_WHAT NEEDS TO BE DONE_. Transcribe every entry precisely, omitting nothing.

_GIVEN DATA_.
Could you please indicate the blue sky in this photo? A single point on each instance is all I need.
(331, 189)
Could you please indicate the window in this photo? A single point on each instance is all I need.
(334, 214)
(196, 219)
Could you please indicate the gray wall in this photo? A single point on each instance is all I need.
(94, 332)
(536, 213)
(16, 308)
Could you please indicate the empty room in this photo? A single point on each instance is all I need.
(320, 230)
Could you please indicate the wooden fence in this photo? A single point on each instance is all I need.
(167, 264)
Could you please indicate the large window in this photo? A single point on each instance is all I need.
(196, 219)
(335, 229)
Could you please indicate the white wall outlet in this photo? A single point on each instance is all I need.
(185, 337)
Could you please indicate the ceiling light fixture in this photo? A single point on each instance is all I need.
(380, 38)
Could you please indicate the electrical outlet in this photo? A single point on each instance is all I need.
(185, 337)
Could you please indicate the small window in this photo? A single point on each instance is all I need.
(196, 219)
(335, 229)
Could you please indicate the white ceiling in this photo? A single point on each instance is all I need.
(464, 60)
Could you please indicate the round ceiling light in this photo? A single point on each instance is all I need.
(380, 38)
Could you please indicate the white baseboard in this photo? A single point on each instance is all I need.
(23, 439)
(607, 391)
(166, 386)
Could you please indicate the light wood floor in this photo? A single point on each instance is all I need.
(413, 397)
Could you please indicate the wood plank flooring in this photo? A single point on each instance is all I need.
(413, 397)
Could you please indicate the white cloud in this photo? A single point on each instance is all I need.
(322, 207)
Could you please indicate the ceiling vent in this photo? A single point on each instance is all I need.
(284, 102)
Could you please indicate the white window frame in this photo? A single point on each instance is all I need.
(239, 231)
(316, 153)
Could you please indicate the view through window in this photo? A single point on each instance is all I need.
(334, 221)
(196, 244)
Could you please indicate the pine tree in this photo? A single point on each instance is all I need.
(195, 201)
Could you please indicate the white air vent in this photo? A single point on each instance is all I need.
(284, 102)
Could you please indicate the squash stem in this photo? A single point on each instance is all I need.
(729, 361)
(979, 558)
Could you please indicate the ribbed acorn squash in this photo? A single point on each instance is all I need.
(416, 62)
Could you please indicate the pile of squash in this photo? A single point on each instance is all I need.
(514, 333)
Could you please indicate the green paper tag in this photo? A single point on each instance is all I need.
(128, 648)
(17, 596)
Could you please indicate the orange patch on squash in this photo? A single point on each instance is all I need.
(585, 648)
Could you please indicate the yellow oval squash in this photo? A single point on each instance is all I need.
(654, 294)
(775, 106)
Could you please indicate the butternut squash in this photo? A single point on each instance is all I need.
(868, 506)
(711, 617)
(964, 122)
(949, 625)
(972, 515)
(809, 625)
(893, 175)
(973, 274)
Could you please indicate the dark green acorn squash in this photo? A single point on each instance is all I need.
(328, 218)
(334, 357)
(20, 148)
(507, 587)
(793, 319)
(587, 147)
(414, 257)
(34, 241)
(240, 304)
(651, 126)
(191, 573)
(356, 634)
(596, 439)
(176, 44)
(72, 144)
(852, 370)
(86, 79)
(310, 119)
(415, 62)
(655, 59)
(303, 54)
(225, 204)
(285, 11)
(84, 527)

_WRITTEN REPLY_.
Could you please indicate the blue sky in this photo? A single point on each instance is all I need.
(331, 189)
Could you please indicate the window in this photo? A single point on each instance is all I need.
(334, 214)
(196, 219)
Could you please indicate the gray wall in this photo? A single point on each instance is all I need.
(94, 332)
(536, 213)
(16, 308)
Could you please indicate the empty room in this photo? A single point on each instance is all I need.
(320, 230)
Could you please indicate the wooden fence in this photo? A single point on each instance is all I need.
(167, 264)
Could you please indicate the large window in this photo? A single point on each instance is all I need.
(196, 219)
(335, 229)
Could you please indicate the white wall outlet in this photo? A single point on each instance is all I need.
(185, 337)
Could you please indicate the ceiling light fixture in this photo? A single point on each instance is all I need.
(380, 38)
Could you please indicate the electrical outlet in this photo? A single point on each instance is all I need.
(185, 337)
Could you please indicate the small window in this photo? A single point on each instance is all I need.
(196, 219)
(335, 229)
Could you please indicate the white ceiling in this photo? A single point on each instance is all I need.
(464, 60)
Could you please indicate the round ceiling light in this photo? A single point on each instance is all I need.
(380, 38)
Could you please indicate the white baseboard in this photo? A single point on each instance is all I need.
(23, 439)
(607, 391)
(166, 386)
Could you please indicate the light wood floor in this photo? A single point on each instance is all I need.
(413, 397)
Could you please indicate the wood plank flooring in this photo? A single point on each instance is all I need.
(413, 397)
Could you please indicate the white cloud in this photo? A single point on each instance is all I need.
(322, 207)
Could you please indicate the ceiling vent in this photo? A single point on each instance is all I need.
(284, 102)
Could you please indicate the white window frame in this photo? A single point on each instance is all I need.
(239, 231)
(316, 153)
Could you please indicate the view through window in this photo? A single point on each instance is all I need.
(334, 221)
(196, 244)
Could you please indicate the pine tree in this photo? A single point on each instance is all I need.
(195, 201)
Could you please indicate the white air vent in this photo? A single point on each instance is all I need.
(284, 102)
Could you please indicate the squash stem in this photo? A single point on each instance is all I need.
(729, 361)
(979, 558)
Could you please indicate the ribbed acorn squash in this photo? A single point on each instance is all I need.
(416, 62)
Could you please indicate the pile of squash in this photo? A single point on each instance is all I need.
(514, 333)
Could you please indicate the green paper tag in this photo? A single point on each instance is all I need.
(128, 648)
(17, 596)
Could you please indicate the orange patch on squash in this photo? A single point on each instance is all I need.
(585, 648)
Could you please indicate the yellow oval squash in this photo? A single point on each instance is all I need.
(654, 294)
(775, 106)
Could you please indicate the butternut squash in this photo? A single point on each instance is all I need.
(868, 506)
(711, 617)
(964, 122)
(949, 625)
(972, 515)
(809, 625)
(893, 175)
(973, 274)
Could you please indicate the dark green acorn squash in this photo? A single point on each instance is all I need.
(328, 218)
(334, 357)
(20, 148)
(507, 587)
(793, 319)
(587, 147)
(414, 257)
(34, 241)
(240, 304)
(651, 126)
(191, 573)
(356, 634)
(596, 439)
(176, 44)
(72, 144)
(852, 370)
(86, 79)
(310, 119)
(415, 62)
(655, 59)
(303, 54)
(225, 204)
(285, 11)
(84, 527)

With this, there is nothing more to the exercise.